Copy every item below word for word, and leave out the picture.

# Task data

=====

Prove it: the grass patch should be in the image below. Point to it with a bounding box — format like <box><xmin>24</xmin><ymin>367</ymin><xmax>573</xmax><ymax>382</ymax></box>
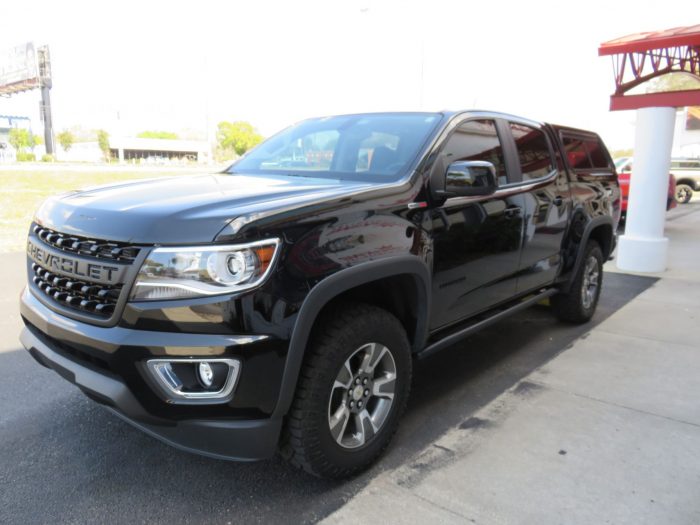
<box><xmin>0</xmin><ymin>167</ymin><xmax>206</xmax><ymax>252</ymax></box>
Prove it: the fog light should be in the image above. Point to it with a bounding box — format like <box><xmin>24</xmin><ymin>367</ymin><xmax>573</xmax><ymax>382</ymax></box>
<box><xmin>197</xmin><ymin>361</ymin><xmax>214</xmax><ymax>388</ymax></box>
<box><xmin>145</xmin><ymin>358</ymin><xmax>241</xmax><ymax>404</ymax></box>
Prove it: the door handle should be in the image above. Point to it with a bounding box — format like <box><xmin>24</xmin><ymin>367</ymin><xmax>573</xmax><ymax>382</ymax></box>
<box><xmin>503</xmin><ymin>206</ymin><xmax>522</xmax><ymax>217</ymax></box>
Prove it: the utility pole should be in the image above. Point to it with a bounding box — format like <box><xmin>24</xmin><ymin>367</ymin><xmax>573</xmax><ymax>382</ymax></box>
<box><xmin>37</xmin><ymin>46</ymin><xmax>54</xmax><ymax>155</ymax></box>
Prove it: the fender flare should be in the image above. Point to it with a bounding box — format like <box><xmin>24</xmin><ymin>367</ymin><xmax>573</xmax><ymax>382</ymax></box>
<box><xmin>562</xmin><ymin>215</ymin><xmax>616</xmax><ymax>292</ymax></box>
<box><xmin>272</xmin><ymin>255</ymin><xmax>431</xmax><ymax>418</ymax></box>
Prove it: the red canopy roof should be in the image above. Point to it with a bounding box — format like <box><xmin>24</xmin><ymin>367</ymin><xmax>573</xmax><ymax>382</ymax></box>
<box><xmin>598</xmin><ymin>25</ymin><xmax>700</xmax><ymax>56</ymax></box>
<box><xmin>598</xmin><ymin>25</ymin><xmax>700</xmax><ymax>110</ymax></box>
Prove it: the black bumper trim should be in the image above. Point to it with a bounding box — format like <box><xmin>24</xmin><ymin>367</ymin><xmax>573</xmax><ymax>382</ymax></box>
<box><xmin>20</xmin><ymin>327</ymin><xmax>282</xmax><ymax>461</ymax></box>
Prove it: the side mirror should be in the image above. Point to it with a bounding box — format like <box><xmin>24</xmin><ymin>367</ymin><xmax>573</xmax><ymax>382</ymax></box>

=====

# Output for this exercise
Prove it: the grass patch should be in the image below. Point to it with a bounding box — format like <box><xmin>24</xmin><ymin>367</ymin><xmax>573</xmax><ymax>382</ymax></box>
<box><xmin>0</xmin><ymin>167</ymin><xmax>206</xmax><ymax>252</ymax></box>
Prove it: the fog light should be in the image above. Point to it with a bounding box — format like <box><xmin>24</xmin><ymin>367</ymin><xmax>573</xmax><ymax>382</ymax></box>
<box><xmin>197</xmin><ymin>361</ymin><xmax>214</xmax><ymax>388</ymax></box>
<box><xmin>145</xmin><ymin>358</ymin><xmax>241</xmax><ymax>404</ymax></box>
Prove it: the door handle should be in the image above. Point to it with a bounding box — format like <box><xmin>24</xmin><ymin>367</ymin><xmax>573</xmax><ymax>382</ymax></box>
<box><xmin>503</xmin><ymin>206</ymin><xmax>522</xmax><ymax>217</ymax></box>
Prove it: the utility pole should be in the image above. Point to it with a bounding box — format like <box><xmin>24</xmin><ymin>367</ymin><xmax>573</xmax><ymax>382</ymax></box>
<box><xmin>37</xmin><ymin>46</ymin><xmax>54</xmax><ymax>155</ymax></box>
Prove it: the fender flare should be in the image above. Point to it with a bounding box — format like <box><xmin>24</xmin><ymin>367</ymin><xmax>573</xmax><ymax>382</ymax></box>
<box><xmin>562</xmin><ymin>215</ymin><xmax>616</xmax><ymax>292</ymax></box>
<box><xmin>272</xmin><ymin>255</ymin><xmax>431</xmax><ymax>418</ymax></box>
Prove it: the red canopy roof should be in the image above. Point to it with a bounding box — format like <box><xmin>24</xmin><ymin>367</ymin><xmax>573</xmax><ymax>382</ymax></box>
<box><xmin>598</xmin><ymin>25</ymin><xmax>700</xmax><ymax>56</ymax></box>
<box><xmin>598</xmin><ymin>25</ymin><xmax>700</xmax><ymax>110</ymax></box>
Prove it: the black bumper trim should be in the image above. Point to it with a bounding box — format like <box><xmin>24</xmin><ymin>367</ymin><xmax>573</xmax><ymax>382</ymax></box>
<box><xmin>20</xmin><ymin>327</ymin><xmax>282</xmax><ymax>461</ymax></box>
Prove it: the side mirror should be in the image above. Point to it with a bounding box — format like <box><xmin>24</xmin><ymin>367</ymin><xmax>573</xmax><ymax>382</ymax></box>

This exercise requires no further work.